### Task directions
The response must consist of every record, restated word for word.

### Record extracts
═══
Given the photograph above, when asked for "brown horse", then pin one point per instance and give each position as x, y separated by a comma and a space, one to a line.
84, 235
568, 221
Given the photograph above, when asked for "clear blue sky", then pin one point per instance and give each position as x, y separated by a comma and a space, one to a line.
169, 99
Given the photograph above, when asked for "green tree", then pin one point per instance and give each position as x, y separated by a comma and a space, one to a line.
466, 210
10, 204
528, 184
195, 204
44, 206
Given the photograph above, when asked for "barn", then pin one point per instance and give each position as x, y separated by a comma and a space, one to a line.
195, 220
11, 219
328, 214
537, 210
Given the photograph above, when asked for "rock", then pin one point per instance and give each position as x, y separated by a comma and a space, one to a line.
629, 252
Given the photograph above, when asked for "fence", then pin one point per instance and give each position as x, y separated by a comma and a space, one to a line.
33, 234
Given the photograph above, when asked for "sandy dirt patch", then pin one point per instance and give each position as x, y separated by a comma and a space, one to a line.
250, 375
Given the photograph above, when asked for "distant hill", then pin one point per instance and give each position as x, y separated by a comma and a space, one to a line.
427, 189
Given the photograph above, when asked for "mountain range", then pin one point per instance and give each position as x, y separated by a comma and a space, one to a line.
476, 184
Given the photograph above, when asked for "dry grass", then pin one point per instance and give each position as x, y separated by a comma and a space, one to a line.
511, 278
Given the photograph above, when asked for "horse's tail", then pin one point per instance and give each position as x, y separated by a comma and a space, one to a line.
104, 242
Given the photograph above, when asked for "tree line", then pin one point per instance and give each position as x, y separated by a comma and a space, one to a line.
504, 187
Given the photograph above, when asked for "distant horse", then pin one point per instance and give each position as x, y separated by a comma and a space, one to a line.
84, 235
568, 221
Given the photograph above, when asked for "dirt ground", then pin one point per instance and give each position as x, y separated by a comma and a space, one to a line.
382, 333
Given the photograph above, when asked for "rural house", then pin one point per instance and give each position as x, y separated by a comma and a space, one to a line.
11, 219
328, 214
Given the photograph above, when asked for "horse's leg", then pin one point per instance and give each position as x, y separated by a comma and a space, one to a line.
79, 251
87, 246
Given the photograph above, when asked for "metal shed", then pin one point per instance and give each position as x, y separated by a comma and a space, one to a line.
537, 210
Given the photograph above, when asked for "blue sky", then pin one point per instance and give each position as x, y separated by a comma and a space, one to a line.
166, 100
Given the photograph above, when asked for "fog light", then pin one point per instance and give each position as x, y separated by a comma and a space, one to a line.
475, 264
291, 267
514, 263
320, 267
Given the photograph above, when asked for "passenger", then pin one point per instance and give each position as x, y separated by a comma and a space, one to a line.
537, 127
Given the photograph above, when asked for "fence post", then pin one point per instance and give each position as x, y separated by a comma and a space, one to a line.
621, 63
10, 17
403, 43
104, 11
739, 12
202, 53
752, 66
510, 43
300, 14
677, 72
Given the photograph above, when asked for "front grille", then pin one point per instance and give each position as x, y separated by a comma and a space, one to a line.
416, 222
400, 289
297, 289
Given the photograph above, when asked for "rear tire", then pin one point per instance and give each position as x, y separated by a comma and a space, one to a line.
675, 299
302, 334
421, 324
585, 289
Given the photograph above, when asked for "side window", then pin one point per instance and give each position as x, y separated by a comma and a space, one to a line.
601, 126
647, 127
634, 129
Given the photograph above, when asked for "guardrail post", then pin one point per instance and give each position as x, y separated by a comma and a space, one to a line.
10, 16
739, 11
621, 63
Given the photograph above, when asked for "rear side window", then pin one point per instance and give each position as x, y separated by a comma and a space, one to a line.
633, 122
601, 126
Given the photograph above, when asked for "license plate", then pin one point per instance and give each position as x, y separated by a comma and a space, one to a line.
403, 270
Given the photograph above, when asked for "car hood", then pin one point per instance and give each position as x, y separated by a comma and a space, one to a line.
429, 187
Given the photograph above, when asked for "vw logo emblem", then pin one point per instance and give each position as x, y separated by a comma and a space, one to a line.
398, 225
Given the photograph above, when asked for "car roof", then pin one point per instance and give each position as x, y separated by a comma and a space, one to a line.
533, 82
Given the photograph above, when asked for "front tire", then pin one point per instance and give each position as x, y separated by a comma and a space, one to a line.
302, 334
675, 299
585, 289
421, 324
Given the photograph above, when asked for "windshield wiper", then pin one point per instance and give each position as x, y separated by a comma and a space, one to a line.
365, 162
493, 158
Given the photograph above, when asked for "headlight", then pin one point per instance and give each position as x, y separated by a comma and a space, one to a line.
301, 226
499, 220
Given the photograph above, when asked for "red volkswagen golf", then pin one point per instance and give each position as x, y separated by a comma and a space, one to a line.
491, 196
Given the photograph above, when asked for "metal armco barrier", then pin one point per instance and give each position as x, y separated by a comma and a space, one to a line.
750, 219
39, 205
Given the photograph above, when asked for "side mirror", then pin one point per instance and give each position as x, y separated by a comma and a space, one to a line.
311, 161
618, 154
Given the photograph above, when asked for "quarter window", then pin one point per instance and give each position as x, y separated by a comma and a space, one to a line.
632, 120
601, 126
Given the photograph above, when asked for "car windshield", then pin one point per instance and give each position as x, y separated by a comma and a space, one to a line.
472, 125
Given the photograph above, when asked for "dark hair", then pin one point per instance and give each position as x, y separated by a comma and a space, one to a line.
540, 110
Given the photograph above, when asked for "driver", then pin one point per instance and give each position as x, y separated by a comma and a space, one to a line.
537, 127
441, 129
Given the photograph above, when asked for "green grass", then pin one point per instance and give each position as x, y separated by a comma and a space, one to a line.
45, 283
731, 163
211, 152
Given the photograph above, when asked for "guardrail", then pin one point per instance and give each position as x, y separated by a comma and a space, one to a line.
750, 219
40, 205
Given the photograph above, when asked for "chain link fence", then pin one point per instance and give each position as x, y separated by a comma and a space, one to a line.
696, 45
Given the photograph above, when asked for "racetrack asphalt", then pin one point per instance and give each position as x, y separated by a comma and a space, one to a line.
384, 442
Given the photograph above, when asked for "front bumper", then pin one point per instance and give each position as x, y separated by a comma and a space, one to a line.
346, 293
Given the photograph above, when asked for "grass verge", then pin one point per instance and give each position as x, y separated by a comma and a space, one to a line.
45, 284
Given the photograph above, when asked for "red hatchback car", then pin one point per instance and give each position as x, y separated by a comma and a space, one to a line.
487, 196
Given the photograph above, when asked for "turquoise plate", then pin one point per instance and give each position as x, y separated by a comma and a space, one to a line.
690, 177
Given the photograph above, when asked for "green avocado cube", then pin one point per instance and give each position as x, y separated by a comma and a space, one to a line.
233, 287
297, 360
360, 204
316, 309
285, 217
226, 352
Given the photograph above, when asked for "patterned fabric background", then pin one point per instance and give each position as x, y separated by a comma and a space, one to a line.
═══
### Response below
Given the photograph above, when asked for "brown horse", then pin one point per instance and give each position as x, y separated by a comma and a space, one to a line.
84, 235
568, 221
Given the photograph above, when asked for "clear blue sky", then pin one point per instance and give each position as x, y separated by a comma and a space, one to a line.
169, 99
Given the photograph above, when asked for "green tree", then pin one point per instance and give each position as x, y separated by a comma and a space, one to a line.
466, 210
10, 204
528, 184
195, 204
44, 206
Given the photograph above, when asked for "barn", then pin one point per instance and give each position as x, y separated by a comma and a space, one to a line.
195, 220
11, 219
328, 214
537, 210
Given the photograph above, when asked for "rock", then pin one point per instance and give each position as x, y separated by a comma and a space, one to a line.
629, 252
Given the photograph above, when asked for "fence", then pin one point per instance and give each position as x, y separated by a comma and a space, one to a line.
33, 234
Given the photograph above, when asked for "sandy dirt patch", then pin one point per instance and give each position as x, y separated by a comma and a space, one to a line.
250, 375
Given the photograph above, when asked for "distant hill", then pin one point per instance and give each position as x, y separated by a comma and a space, one to a line.
427, 189
Given the photograph above, when asked for "mountain range", then pin one point per instance and give each position as x, y separated by a comma and a space, one to a line.
476, 184
Given the photograph above, when asked for "dry grass", then pin one point per instance and give each position as x, y separated by a comma and a space, one to a line.
511, 278
Given the photograph above, when asked for "horse's tail", then pin one point per instance and give each position as x, y separated by a comma and a space, one to a line.
104, 242
Given the photograph above, when asked for "tree line", then pin one point per instance and give each position as x, y separated by a comma and a space, one to a line.
504, 187
Given the photograph above, when asked for "distant horse", then pin one point per instance and give each position as x, y separated by a comma and a space, one to a line.
84, 235
568, 221
Given the photograph above, when asked for "dirt ground", then pin one point per instance and give each position as x, y separated by a comma and a space, one to a line.
382, 333
Given the photograph above, when asked for "rural house", then pin one point per instance and give each position as x, y separated by a comma and a space, one to a line.
11, 219
328, 214
Given the photograph above, when asked for "horse's leg", then pin one point per instance and give each position as x, y separated by a comma and a space, one to a line.
79, 251
87, 246
Given the photograph above, when asked for "metal shed", then pin one point per instance and give each position as x, y separated by a comma and a space, one to a line.
537, 210
Given the photograph above, when asked for "blue sky", then pin one point per instance and give each position as x, y separated by a comma and a space, one to a line.
166, 100
Given the photograph above, when asked for "fog light", then pin one point per instance and give each position as x, y separated by a comma and a space, one to a line.
475, 264
291, 267
514, 263
320, 267
Given the photograph above, when asked for "passenger", then pin one point per instance and give each position as x, y separated by a comma and a space, one to a line.
537, 127
Given the photograph above, when asked for "fence post", then pin one point per instance and give each position as x, y separated by a comma and a space, one to a line.
621, 63
10, 17
403, 43
104, 11
739, 12
202, 53
752, 66
510, 43
300, 14
677, 72
Given the photograph above, when asked for "front grille", then pin one point per instance and give each position as x, y separated by a comma and a space, one to a line.
416, 222
400, 289
297, 289
Given the photograph above, when asked for "rear tire", then pin one point per instance and give each position as x, y separated by a comma and a space, one to a line.
675, 299
302, 334
421, 324
585, 289
Given the photograph above, when asked for "side window", then pin one point per instance and give each position as x, y separated by a comma and a space, one to a line.
601, 126
647, 127
634, 129
Given the photograph above, when asked for "guardrail post", then pin one point per instance and give each position as x, y separated by a comma and a space, one to a line.
10, 16
739, 11
621, 63
Given the photograph above, when asked for "rear side window", then pin one point per instance and give each position as x, y separated by a comma and a space, one to a line.
633, 122
601, 126
Given the photograph above, when asked for "license plate", then pin one point per instance and give each position as x, y separated by a comma and a space, one to a line.
403, 270
Given the photograph above, when asked for "car hood", then pin one point per instance and give each position as x, y separated by a comma and a space, one to a line.
429, 187
Given the photograph above, when asked for "vw logo emblem", then pin one point per instance and give each position as x, y separated by a comma and a space, one to a line.
398, 225
Given the photograph above, when asked for "car roof", then pin one point per instance and give each position as x, y separated by a comma and a space, one to a line.
533, 82
Given the photograph above, when asked for "front tire", then pin one point per instance and give each position as x, y separated by a comma and a space, one to a line.
302, 334
675, 299
585, 289
421, 324
Given the photograph above, when asked for "windshield wiper", then pin one point per instance and give each position as x, y separated by a comma and a space, one to a line.
365, 162
493, 158
Given the photograph above, when asked for "headlight", then pin one point per instance and give each position as x, y separated by a comma and a space, one to a line.
301, 226
499, 220
Given the photograph above, when asked for "red volkswagen golf", then pin one point per instance and give each position as x, y separated by a comma and a space, one to a line.
491, 196
Given the photograph above, when asked for "metal armco barrier", then pin one point per instance and give each position as x, y separated by a comma and a space, one to a line.
750, 219
39, 205
Given the photograph above, when asked for "side mirror", then pin one point per instance and give each position as x, y separated by a comma and a space, one to a line.
311, 161
618, 154
Given the photograph above, when asked for "quarter window", then pin one point per instance and give each position as x, y separated by a comma and a space, one to a line.
632, 120
601, 126
Given the photograph above, when asked for "car windshield", then pin one point per instance and give each position as x, y separated by a comma and a space, one to a line.
472, 125
Given the photograph above, when asked for "dark hair", then pin one point per instance and give each position as x, y separated by a comma and a space, one to a line.
540, 110
Given the photograph above, when asked for "driver", then pin one point per instance and give each position as x, y separated by a comma and a space, one to a line.
537, 127
441, 129
Given the photograph above, when asked for "green grass", then pin one point per instance and give each position as x, y separated by a comma and a space, one to a line.
45, 283
731, 163
211, 152
Given the photograph above, when asked for "guardrail", then pin one point per instance and give each position as x, y separated by a comma and a space, one to a line.
750, 219
40, 205
Given the photograph above, when asked for "chain link fence", then pin one point per instance and give each position as x, y separated by a comma and a space, one to a line.
696, 45
Given the photograph above, when asked for "racetrack asphalt", then pin one point per instance and give each position as x, y separated by a comma and a space, one to a line.
384, 442
Given the photograph above, when asked for "front bumper", then pin one point per instance and give each position as x, y separated by a comma and a space, one to a line.
346, 293
Given the photograph above, when asked for "grass verge", then pin one point per instance and give each position as x, y separated by a comma and a space, one to a line.
45, 284
Given the photograph above, when asked for "red hatchback car", then pin one point per instance and give each position as x, y separated by a comma and a space, one to a line.
487, 196
Given the photograph above, when asked for "turquoise plate", then pin one point per instance and give each position as x, y separated by a comma and a space, one to a line.
690, 177
Given the photograph above, when asked for "green avocado cube", then pin one point per instance and give each position as x, y separated by a comma and a space, one to a line.
233, 287
297, 360
360, 204
316, 309
285, 217
226, 352
Given the photograph above, when asked for "patterned fabric background", then pin one point per instance and give each position as x, y separated by a comma and a space, one to a line.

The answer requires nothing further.